— Given passage —
↓

It’s settled. Instead of plopping my butt down and filling cupped hands to the brim with acorn clusters, I’m buying a—wait. I watched a YouTube video on the Garden Weasel, that cantaloupe-sized barred cage you roll over the acorns, and the flex of the metal bars lets them squeeze through like Bugs Bunny slipping in and out of jail.
Only, the review showed the muscle and back-and-forth required for minimal pickup. Instead, I want the Acorn Grabber 2000. That’s not its real name, but at the lowest price point of $600 for a 12″, I’m curious if a hardware store near me rents them. Because holy mother-effing cow—those little cleat-like prongs picked up acorns and pinged them into the cage like magic.
I’m feeling good. I can tell because there’s a light hopefulness, a sweet satisfaction of a well-balanced day—some meaning from working with clients, some exercise playing ground-height volleyball with Evelyn and Dave using our see-through beach ball packed with glitter, and a bit of relaxation reading my book and eating a taco salad.

↑

— Raw records —
↓

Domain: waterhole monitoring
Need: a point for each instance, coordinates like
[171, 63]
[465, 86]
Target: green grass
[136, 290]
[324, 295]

↑

— Short problem —
Return the whole passage about picking up acorns word for word. These items come from a separate source.

— Complete answer —
It’s settled. Instead of plopping my butt down and filling cupped hands to the brim with acorn clusters, I’m buying a—wait. I watched a YouTube video on the Garden Weasel, that cantaloupe-sized barred cage you roll over the acorns, and the flex of the metal bars lets them squeeze through like Bugs Bunny slipping in and out of jail.
Only, the review showed the muscle and back-and-forth required for minimal pickup. Instead, I want the Acorn Grabber 2000. That’s not its real name, but at the lowest price point of $600 for a 12″, I’m curious if a hardware store near me rents them. Because holy mother-effing cow—those little cleat-like prongs picked up acorns and pinged them into the cage like magic.
I’m feeling good. I can tell because there’s a light hopefulness, a sweet satisfaction of a well-balanced day—some meaning from working with clients, some exercise playing ground-height volleyball with Evelyn and Dave using our see-through beach ball packed with glitter, and a bit of relaxation reading my book and eating a taco salad.